-- START PROVIDED RECORDS --
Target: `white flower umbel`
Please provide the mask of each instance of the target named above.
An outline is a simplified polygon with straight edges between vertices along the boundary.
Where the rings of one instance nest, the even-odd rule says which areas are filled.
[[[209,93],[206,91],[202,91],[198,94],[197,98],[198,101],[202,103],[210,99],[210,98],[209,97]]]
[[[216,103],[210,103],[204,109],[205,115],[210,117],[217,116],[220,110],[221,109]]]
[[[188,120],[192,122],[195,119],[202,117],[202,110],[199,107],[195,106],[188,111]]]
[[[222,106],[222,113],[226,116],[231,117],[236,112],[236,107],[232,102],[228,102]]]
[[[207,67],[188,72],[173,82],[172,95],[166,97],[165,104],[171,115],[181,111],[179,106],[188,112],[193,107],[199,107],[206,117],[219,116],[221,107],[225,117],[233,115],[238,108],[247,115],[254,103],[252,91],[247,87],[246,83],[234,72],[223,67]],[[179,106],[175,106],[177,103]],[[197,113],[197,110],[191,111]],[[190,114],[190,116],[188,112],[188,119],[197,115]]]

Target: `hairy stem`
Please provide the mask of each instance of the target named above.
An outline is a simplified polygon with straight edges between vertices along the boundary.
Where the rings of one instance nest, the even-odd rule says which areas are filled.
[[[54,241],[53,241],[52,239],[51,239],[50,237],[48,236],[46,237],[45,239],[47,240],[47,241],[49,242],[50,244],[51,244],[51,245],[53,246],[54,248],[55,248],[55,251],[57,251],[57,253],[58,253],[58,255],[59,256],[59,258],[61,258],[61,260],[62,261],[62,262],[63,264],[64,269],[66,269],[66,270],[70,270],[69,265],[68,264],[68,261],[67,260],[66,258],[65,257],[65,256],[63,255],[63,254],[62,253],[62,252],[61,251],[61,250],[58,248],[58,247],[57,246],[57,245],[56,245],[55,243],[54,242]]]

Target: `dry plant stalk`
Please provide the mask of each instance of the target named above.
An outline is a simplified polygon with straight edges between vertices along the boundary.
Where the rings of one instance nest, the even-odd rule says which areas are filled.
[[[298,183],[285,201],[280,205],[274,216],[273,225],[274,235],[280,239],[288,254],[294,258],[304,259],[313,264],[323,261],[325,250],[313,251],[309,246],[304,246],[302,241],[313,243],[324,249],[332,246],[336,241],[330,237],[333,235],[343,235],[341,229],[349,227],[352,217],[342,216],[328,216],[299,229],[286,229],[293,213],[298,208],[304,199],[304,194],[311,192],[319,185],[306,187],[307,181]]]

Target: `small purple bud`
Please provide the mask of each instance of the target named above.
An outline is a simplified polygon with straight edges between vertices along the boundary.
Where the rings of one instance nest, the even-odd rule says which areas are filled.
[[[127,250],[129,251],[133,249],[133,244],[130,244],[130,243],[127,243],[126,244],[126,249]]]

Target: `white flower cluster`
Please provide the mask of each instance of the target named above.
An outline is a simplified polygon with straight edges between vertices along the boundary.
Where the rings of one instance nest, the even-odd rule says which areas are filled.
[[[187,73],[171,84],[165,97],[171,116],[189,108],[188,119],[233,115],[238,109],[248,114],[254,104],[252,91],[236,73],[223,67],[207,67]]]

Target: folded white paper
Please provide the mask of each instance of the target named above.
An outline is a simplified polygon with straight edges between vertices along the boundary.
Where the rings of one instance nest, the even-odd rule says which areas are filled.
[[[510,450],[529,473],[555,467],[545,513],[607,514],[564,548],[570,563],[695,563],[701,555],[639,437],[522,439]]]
-- END PROVIDED RECORDS --
Go back to the listing above and please repeat it exactly.

Target: `white flower umbel`
Please provide the mask of each instance of the target named above.
An outline is a simplified polygon with straight edges between vertices along the boundary.
Where the rings of one instance nest, the even-odd rule says which areas are filled.
[[[209,93],[206,91],[202,91],[198,94],[197,98],[198,101],[202,103],[210,99],[210,98],[209,97]]]
[[[216,103],[210,103],[204,109],[205,115],[210,117],[217,116],[220,110],[221,109]]]
[[[188,120],[192,122],[195,119],[202,117],[202,110],[199,107],[195,106],[188,111]]]
[[[222,106],[222,113],[226,116],[231,117],[236,112],[236,107],[232,102],[228,102]]]
[[[207,67],[188,72],[173,82],[172,95],[166,97],[165,104],[171,115],[181,111],[179,106],[188,112],[193,107],[199,107],[206,117],[219,116],[221,107],[225,117],[233,115],[238,108],[247,115],[254,103],[252,91],[247,87],[246,83],[234,72],[223,67]],[[179,106],[175,106],[177,103]],[[197,113],[197,110],[191,111]],[[190,114],[190,116],[188,112],[188,119],[197,115]]]

Target: `hairy stem`
Please provide the mask of each instance of the target named above.
An outline is a simplified polygon with straight edges between vertices along the boundary.
Where the rings of one instance nest, the even-odd rule says which areas are filled.
[[[54,241],[53,241],[52,239],[51,239],[50,237],[48,236],[46,237],[45,239],[47,240],[47,241],[49,242],[50,244],[51,244],[51,245],[53,246],[54,248],[55,248],[55,251],[57,251],[57,253],[58,253],[58,255],[59,256],[59,258],[61,258],[61,260],[62,261],[62,262],[63,264],[64,269],[66,269],[66,270],[70,270],[69,265],[68,264],[68,261],[67,260],[66,258],[65,257],[65,256],[63,255],[63,254],[62,253],[62,252],[61,251],[61,250],[58,248],[58,247],[57,246],[57,245],[56,245],[55,243],[54,242]]]

Target: `dry plant stalk`
Please provide the mask of each instance of the target named above.
An outline is a simplified polygon with straight edges between vertices along the boundary.
Where the rings of one instance nest, the even-odd rule says which areas are filled.
[[[298,183],[285,201],[280,205],[274,216],[273,225],[274,235],[280,239],[288,254],[294,258],[304,259],[313,264],[323,261],[325,250],[313,251],[309,246],[304,246],[302,241],[313,243],[324,249],[332,246],[336,241],[330,237],[333,235],[343,235],[341,229],[349,227],[352,217],[342,216],[328,216],[299,229],[286,229],[293,213],[298,208],[304,199],[304,194],[311,192],[319,185],[306,187],[307,181]]]

Target: `small purple bud`
Please provide the mask of each instance of the target named above.
An outline is a simplified polygon with straight edges between vertices along the boundary.
Where the rings of one instance nest, the even-odd rule says which areas are filled.
[[[127,250],[129,251],[133,249],[133,244],[130,244],[130,243],[127,243],[126,244],[126,249]]]

Target: `white flower cluster`
Please provide the mask of each instance of the target named above.
An outline is a simplified polygon with straight edges between vertices along the boundary.
Where the rings of one instance nest, the even-odd rule says which areas are filled.
[[[187,73],[171,84],[165,97],[171,116],[189,108],[188,119],[233,115],[238,109],[248,114],[254,104],[252,91],[236,73],[223,67],[207,67]]]

Target: folded white paper
Please provide the mask of each instance of the target named above.
An outline is a simplified polygon with straight edges between vertices along the boundary.
Where the rings of one instance nest, the even-odd rule says which areas are filled.
[[[510,450],[529,473],[555,467],[545,513],[607,514],[564,548],[570,563],[695,563],[701,555],[639,437],[522,439]]]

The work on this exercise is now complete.